TASKS FOR THIS EXERCISE
A - In the seminar announcement, what room is the talk in?
B - From the seminar announcement, write out the part that opens with the words containing "The seminar will" and closes with "Street, Chicago, IL.".

-- EXCERPTED PASSAGE follows --

The Department of Ecology and Evolution has coordinated a seminar with guest speaker Daniel Pimentel-Alarcón, Ph.D., Assistant Professor, Department of Computer Science, Georgia State University.
The seminar will be held Monday, May 20, 2019, at 10:30 a.m. in the Gordon Center for Integrative Science (GCIS) Room W301, 929 East 57th Street, Chicago, IL.
The seminar title is “Robust Learning from Big and Messy Data."
Abstract: Big data is only getting bigger. For example, the upcoming Square Kilometre Array alone will daily generate twice the amount of data sent around the Internet per day, and 100 times more than the CERN Large Hadron Collider, which already generates so much data that scientists must discard the overwhelming majority of it, hoping they didn’t throw away anything useful. Big data is also getting messier: incomplete, sparse, noisy, biased, and with outliers. Exploitation of these big and messy data increasingly depends on our ability to identify patterns that summarize these datasets.
In this talk I will present our recent theoretical findings to learn linear and non-linear patterns from big and messy data. I will also discuss the main ideas behind our practical algorithms that are guaranteed to succeed even in cases where traditional methods are guaranteed to fail. Finally, I will discuss applications of our findings in areas as diverse as astronomy, computer vision, metagenomics, and more.

-- EXCERPTED PASSAGE concluded --
-- THE DATA follows --

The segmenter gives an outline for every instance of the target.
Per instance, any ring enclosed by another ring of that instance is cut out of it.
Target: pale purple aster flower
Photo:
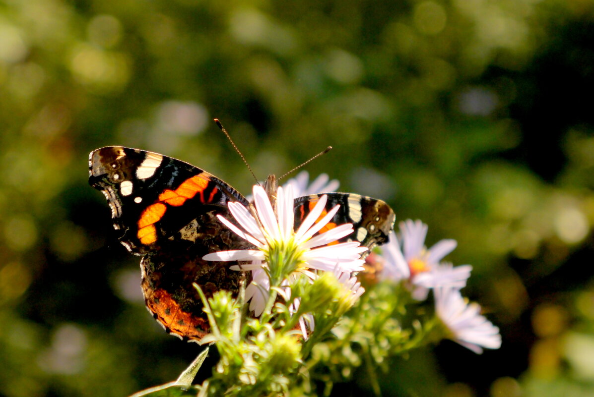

-- THE DATA concluded --

LIST OF SOLUTIONS
A - Room W301 of the Gordon Center for Integrative Science (GCIS).

B -
The seminar will be held Monday, May 20, 2019, at 10:30 a.m. in the Gordon Center for Integrative Science (GCIS) Room W301, 929 East 57th Street, Chicago, IL.